Document extract
##########

City Heaven, Imre Kinszki
Afew years ago, still operating under the dazzling, jackknifed hand of David Mitchell, English novelists seemed to enjoy a roller-coaster thrillride and to produce echo-chamber pieces where the plot is made by a maze of interlocking pieces. Mitchell’s Cloud Atlas, of 2004, brings the reader from an imaginary Pacific diary circa 1850 to a dystopian, post-apocalyptic future; each narrative and dramatization is connected by the use of recording devices, and by the end Mitchell lets the story-line bounce back to its inception, as though echoing a distant foghorn. What in Mitchell remains a swan-dive—a serene, ageless, buoyant rumble—in Tom McCarthy becomes almost titanic, as if the author, throwing in an occasional elbow, felt the necessity of a high-wire athleticism and as if the interlocking system could only work properly by pushing aside parabolic blocks of sound.
A writer specializing in scientific knowledge and Latourian networks of sense, McCarthy is seeing now his second novel, Men in Space, released in the United States and packaged as the work of a “young and British Thomas Pynchon.” As Stephen Burn observed on the New York Times, the template for this book is to be found as much in postmodern fiction as it is in William Gaddis’s midcentury masterwork, The Recognitions. The preoccupation with acoustic devices and a radio dial, moreover, recalls Ismail Kadare’s The File on H, from which derives the sardonic set-piece of the disoriented police agent who tries to spy on a character and is progressively frustrated by the intimation of dullness involved in his task. But what is interesting in McCarthy’s rich and encyclopedic text, following a stolen pious painting from Sofia to Prague and formally dedicated to the theme of disintegration in Central Europa after the fall of Communism, is not limited to literature.

##########

[Entries taken from a collection]
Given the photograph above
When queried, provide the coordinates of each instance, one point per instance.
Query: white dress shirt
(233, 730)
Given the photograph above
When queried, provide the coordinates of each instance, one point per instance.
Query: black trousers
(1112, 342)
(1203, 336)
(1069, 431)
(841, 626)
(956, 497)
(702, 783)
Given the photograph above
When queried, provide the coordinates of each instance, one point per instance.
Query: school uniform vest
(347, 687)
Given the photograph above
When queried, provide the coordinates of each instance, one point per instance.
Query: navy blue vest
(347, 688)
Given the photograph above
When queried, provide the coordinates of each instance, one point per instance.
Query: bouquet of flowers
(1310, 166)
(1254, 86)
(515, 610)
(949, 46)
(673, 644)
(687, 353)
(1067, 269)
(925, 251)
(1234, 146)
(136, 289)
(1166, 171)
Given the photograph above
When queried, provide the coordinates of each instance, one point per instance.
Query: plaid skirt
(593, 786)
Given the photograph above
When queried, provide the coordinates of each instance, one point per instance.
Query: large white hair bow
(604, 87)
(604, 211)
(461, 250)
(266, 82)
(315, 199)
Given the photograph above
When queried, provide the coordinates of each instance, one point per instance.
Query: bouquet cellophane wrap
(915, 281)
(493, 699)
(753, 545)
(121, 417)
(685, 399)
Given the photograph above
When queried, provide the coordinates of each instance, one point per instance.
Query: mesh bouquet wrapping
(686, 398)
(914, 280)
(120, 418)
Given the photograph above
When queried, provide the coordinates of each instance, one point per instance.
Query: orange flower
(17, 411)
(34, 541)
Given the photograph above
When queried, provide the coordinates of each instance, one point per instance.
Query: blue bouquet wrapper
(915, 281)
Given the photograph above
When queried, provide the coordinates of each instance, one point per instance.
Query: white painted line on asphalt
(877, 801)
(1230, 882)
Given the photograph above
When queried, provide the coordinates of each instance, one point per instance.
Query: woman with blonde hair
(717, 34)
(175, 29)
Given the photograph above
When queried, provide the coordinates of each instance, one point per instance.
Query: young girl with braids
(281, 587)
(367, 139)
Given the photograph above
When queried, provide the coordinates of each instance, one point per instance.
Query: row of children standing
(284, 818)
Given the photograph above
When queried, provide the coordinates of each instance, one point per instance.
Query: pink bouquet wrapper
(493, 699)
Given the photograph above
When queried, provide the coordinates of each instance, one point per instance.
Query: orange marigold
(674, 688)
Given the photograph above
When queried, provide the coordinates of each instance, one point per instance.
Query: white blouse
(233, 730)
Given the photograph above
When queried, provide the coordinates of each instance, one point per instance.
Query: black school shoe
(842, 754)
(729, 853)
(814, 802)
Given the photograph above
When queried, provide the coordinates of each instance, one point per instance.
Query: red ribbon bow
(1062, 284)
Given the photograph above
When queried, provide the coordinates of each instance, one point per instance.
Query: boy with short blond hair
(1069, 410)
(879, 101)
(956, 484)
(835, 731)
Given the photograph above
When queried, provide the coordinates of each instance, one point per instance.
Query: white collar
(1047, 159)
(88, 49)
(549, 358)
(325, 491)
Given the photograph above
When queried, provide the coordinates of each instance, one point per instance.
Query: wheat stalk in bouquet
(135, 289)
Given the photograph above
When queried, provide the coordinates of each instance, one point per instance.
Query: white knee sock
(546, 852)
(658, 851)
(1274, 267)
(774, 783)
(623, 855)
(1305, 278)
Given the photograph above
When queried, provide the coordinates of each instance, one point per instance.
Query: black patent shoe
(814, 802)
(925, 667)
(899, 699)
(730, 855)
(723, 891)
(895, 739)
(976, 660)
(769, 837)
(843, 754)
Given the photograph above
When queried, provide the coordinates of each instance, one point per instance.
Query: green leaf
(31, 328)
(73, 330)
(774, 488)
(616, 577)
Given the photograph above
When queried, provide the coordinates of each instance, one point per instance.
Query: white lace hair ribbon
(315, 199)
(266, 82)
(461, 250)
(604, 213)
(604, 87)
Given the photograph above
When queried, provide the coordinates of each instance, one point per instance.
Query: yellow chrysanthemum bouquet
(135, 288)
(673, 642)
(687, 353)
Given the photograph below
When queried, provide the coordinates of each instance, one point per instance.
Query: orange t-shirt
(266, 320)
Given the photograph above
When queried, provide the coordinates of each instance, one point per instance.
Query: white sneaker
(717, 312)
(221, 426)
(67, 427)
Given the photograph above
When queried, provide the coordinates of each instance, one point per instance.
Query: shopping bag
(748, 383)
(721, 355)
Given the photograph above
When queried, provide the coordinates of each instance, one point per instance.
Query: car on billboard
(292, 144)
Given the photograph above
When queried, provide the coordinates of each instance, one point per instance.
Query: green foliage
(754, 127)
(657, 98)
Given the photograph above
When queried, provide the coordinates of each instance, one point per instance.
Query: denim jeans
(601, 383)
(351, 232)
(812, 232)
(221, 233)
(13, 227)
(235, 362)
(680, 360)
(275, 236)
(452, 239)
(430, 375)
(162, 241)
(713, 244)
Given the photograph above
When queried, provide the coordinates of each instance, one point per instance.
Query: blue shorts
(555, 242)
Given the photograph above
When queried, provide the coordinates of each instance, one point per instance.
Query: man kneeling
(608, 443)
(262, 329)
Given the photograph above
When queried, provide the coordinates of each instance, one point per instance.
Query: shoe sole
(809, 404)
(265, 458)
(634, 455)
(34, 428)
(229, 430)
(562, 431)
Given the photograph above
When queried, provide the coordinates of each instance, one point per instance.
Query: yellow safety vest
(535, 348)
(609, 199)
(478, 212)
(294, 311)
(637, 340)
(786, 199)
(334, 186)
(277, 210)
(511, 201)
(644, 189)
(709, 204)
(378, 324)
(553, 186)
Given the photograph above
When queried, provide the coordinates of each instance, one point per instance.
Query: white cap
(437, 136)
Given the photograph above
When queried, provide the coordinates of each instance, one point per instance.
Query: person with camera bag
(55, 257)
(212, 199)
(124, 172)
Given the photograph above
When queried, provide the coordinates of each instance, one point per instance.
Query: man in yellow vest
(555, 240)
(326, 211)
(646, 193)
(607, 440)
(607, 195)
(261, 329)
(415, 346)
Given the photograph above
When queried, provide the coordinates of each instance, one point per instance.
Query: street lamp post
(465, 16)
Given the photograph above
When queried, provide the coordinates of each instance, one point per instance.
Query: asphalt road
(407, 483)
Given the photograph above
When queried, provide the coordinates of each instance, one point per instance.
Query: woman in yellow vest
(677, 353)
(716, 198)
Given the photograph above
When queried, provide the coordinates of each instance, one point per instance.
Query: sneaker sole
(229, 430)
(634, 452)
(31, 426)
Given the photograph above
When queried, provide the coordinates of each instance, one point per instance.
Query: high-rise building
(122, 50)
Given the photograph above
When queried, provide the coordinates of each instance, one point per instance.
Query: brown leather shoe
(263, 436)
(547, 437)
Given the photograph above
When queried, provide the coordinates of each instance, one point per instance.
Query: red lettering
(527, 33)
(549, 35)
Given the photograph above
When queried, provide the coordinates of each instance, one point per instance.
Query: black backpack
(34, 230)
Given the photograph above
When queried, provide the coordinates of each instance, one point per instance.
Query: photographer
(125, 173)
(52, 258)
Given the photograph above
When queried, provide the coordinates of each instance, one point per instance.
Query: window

##########

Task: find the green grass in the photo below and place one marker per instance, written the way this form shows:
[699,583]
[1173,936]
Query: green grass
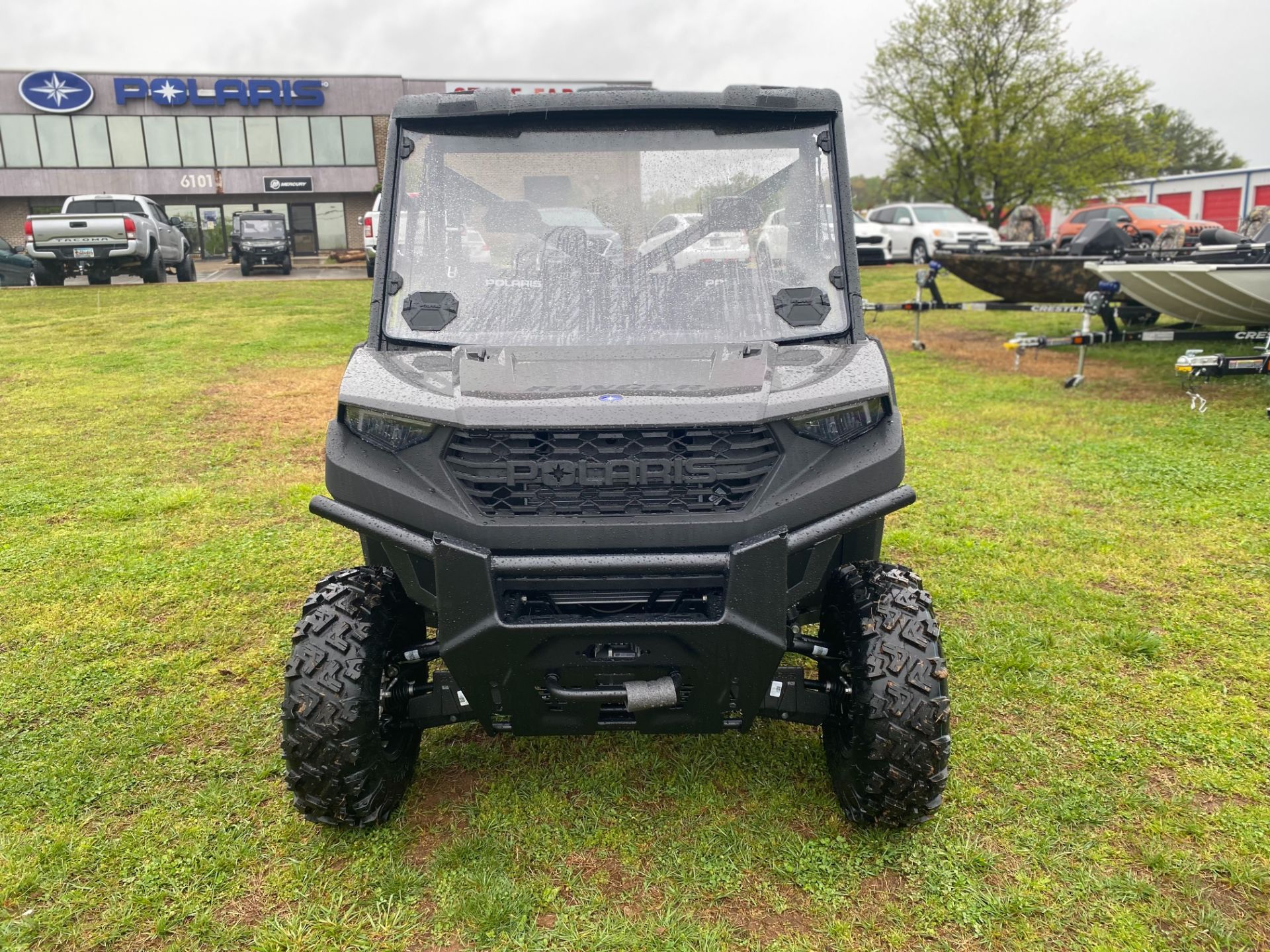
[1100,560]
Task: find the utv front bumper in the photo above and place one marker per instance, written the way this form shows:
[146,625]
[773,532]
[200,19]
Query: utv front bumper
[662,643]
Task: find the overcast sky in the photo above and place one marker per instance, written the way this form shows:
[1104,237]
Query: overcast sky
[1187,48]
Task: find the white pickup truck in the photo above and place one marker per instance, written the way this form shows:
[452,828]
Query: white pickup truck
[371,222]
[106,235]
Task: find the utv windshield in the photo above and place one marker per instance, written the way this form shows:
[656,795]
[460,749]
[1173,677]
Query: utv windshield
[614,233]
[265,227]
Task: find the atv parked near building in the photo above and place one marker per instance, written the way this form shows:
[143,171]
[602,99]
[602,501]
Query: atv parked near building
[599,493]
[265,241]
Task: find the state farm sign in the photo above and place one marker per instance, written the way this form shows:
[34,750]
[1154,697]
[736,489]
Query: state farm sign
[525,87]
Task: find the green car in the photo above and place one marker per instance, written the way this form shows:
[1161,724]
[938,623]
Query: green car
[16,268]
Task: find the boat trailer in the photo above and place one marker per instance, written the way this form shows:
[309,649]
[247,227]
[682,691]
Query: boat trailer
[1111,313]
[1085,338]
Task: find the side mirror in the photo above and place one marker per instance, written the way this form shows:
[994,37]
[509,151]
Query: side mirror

##########

Job
Condense the paragraph of the book review above that begins "A writer specializing in scientific knowledge" into a short bulleted list that keeps its main facts.

Solved exercise
- Tom McCarthy writes about scientific knowledge and Latourian networks of sense.
- His second novel, Men in Space, is being released in the United States and marketed as the work of a "young and British Thomas Pynchon."
- Stephen Burn, in the New York Times, saw the book's template in postmodern fiction and in William Gaddis's The Recognitions.
- Its focus on acoustic devices and a radio dial recalls Ismail Kadare's The File on H. That novel is the source of the scene in which a disoriented police agent grows frustrated by the dullness of spying on a character.
- The novel follows a stolen pious painting from Sofia to Prague and takes up the disintegration of Central Europe after the fall of Communism.
- What makes the book interesting is not limited to literature.